• _Provided material_
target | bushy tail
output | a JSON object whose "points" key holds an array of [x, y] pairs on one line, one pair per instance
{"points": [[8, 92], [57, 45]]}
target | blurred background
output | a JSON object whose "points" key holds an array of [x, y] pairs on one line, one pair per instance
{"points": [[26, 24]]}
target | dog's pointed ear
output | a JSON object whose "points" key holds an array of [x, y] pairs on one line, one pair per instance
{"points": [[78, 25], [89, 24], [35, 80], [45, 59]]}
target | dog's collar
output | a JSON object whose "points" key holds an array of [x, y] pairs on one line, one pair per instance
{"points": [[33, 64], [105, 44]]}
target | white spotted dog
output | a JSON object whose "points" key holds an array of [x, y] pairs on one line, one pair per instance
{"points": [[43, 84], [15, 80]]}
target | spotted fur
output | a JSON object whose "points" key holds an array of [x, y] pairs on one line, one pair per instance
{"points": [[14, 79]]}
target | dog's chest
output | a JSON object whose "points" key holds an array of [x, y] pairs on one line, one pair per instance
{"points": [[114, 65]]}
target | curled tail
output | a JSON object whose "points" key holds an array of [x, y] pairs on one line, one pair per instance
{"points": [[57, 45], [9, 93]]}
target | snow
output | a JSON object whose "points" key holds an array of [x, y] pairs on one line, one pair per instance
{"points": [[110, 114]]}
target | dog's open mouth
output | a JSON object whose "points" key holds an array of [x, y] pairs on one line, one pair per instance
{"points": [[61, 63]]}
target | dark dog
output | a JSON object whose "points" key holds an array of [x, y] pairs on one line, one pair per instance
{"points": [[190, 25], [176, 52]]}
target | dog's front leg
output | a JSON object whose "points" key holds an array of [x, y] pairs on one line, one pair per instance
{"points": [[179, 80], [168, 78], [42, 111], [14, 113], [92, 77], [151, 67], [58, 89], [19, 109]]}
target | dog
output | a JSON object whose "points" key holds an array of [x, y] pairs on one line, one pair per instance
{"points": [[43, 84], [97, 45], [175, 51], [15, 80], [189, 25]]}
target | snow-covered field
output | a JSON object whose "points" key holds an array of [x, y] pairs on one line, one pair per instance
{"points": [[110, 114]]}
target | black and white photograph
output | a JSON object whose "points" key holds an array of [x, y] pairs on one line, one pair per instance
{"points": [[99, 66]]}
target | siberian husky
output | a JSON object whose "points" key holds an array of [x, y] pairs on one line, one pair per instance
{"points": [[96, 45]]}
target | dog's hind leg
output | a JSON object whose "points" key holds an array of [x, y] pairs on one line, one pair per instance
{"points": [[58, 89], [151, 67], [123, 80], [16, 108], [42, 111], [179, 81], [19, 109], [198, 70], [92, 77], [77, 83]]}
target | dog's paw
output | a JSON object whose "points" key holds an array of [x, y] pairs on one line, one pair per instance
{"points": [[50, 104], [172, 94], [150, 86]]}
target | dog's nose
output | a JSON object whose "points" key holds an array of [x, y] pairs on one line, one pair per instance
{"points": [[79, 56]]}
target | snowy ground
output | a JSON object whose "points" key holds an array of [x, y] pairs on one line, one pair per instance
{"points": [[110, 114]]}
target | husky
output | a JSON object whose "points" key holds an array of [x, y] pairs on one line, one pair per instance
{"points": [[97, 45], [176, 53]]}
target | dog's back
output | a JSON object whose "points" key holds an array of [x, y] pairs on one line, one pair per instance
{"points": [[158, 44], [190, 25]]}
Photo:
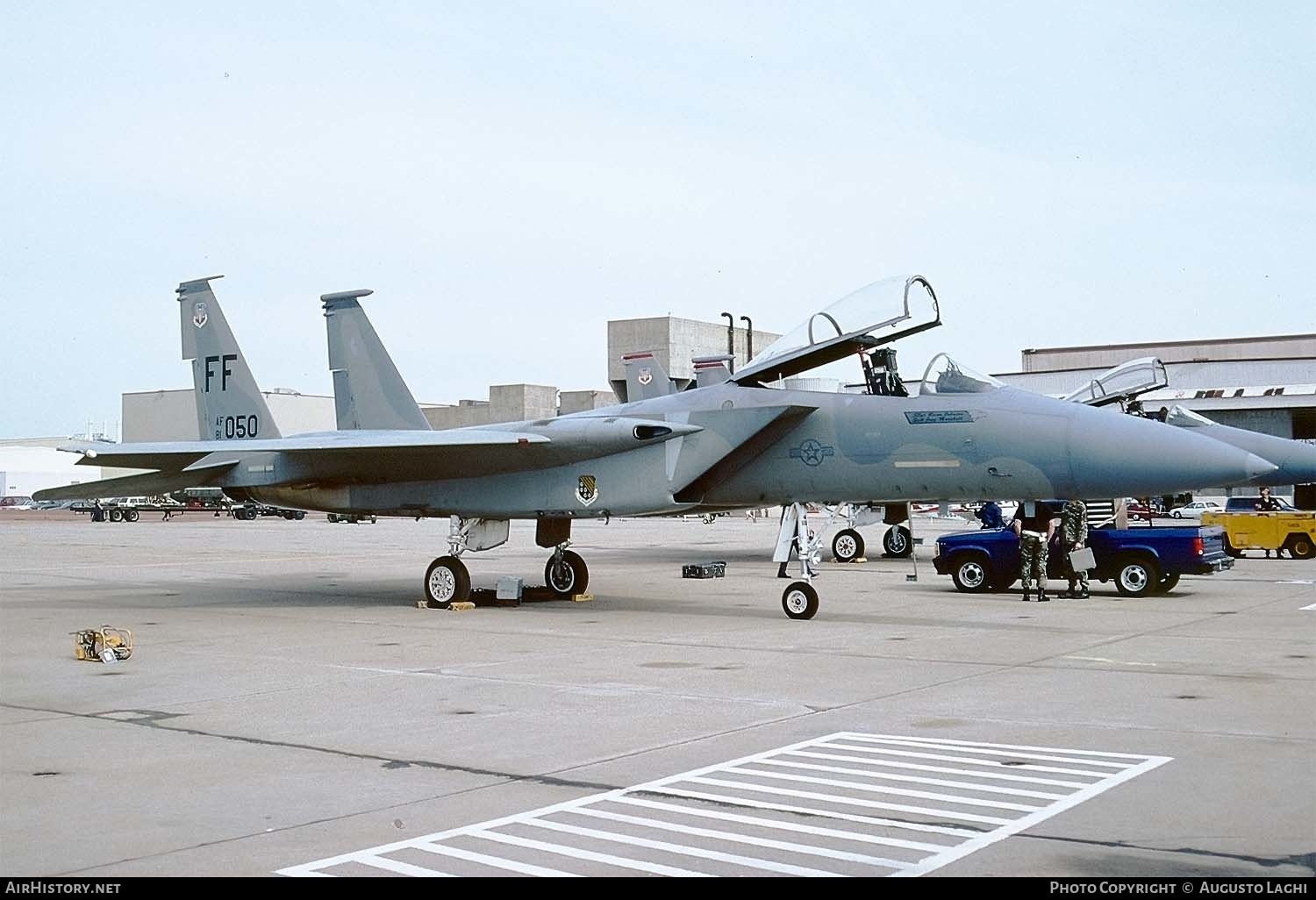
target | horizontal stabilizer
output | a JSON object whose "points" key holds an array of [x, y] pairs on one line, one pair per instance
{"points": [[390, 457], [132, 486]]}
==
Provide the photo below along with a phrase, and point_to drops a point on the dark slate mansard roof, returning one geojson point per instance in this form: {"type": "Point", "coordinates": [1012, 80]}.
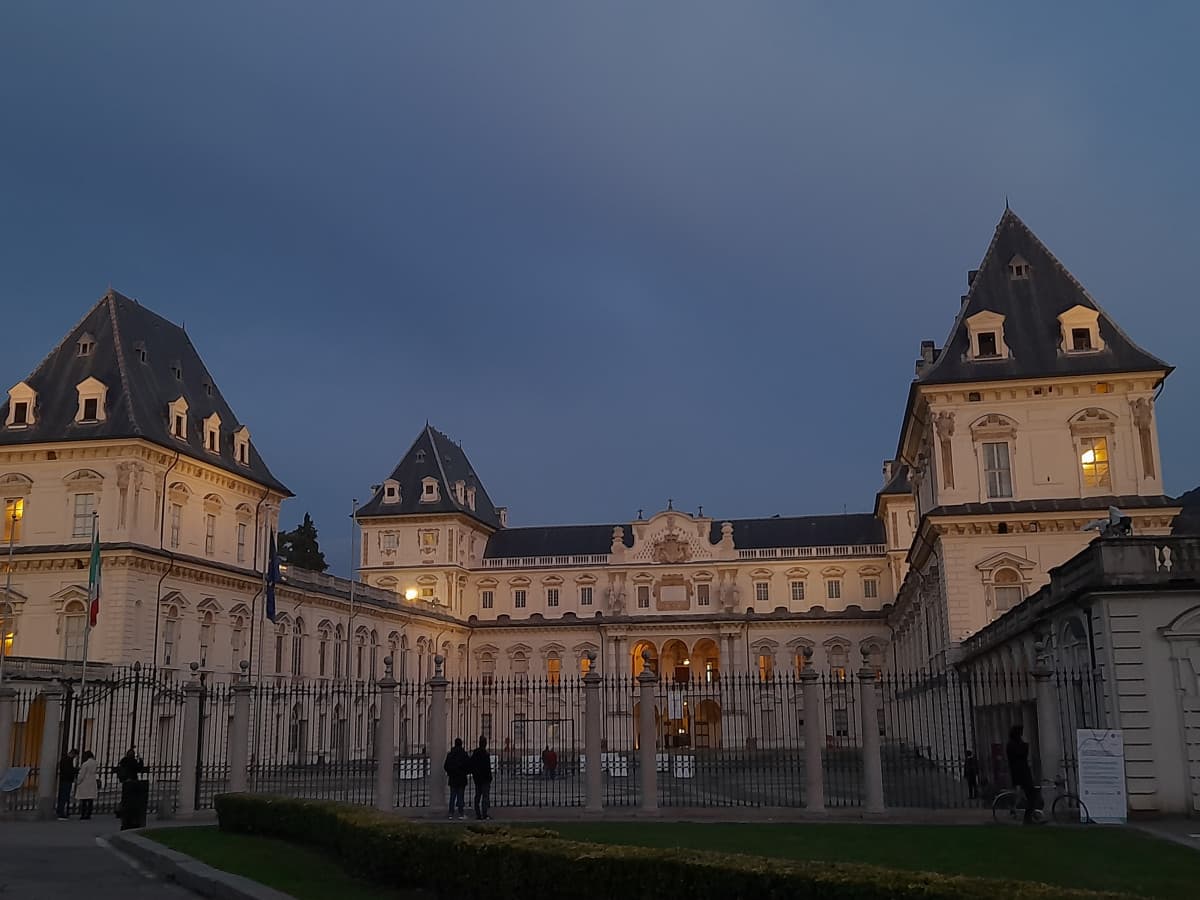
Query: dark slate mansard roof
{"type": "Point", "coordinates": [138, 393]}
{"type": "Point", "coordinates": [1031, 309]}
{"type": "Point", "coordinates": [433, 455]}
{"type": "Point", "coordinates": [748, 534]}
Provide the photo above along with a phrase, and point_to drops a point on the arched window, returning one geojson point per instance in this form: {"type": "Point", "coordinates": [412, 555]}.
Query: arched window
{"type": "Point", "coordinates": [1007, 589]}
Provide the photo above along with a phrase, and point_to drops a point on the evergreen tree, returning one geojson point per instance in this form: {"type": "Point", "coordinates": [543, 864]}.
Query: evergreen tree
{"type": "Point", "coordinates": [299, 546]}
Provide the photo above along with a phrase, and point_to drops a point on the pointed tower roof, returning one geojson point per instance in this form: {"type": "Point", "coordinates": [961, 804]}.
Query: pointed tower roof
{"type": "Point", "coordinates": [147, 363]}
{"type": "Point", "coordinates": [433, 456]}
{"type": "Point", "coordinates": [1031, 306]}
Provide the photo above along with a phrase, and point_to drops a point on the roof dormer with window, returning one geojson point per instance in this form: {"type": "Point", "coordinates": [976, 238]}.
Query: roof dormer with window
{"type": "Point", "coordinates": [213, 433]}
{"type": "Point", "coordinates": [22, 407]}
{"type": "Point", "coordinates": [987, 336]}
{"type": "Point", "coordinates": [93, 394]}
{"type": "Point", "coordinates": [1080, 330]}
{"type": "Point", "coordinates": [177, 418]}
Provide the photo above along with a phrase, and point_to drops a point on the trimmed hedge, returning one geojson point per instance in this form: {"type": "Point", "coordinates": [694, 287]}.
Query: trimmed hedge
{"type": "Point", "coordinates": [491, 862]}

• _What to produce_
Repeat the entries above verbatim, but only from the line that has "target | bushy tail" down to the line that has "target | dog's collar", inclusive.

• _Response to this task_
target | bushy tail
output | a JSON object whose "points" key holds an array of [x, y] pairs on one line, one pair per instance
{"points": [[8, 92], [57, 45]]}
target | blurred background
output | a JSON object whose "points" key holds an array of [x, y] pairs on one line, one pair per instance
{"points": [[26, 24]]}
target | dog's pointed ear
output | a JSON object whose "points" key holds an array of [x, y] pairs on one line, one pair per instance
{"points": [[78, 25], [89, 24], [35, 80], [45, 59]]}
target | dog's collar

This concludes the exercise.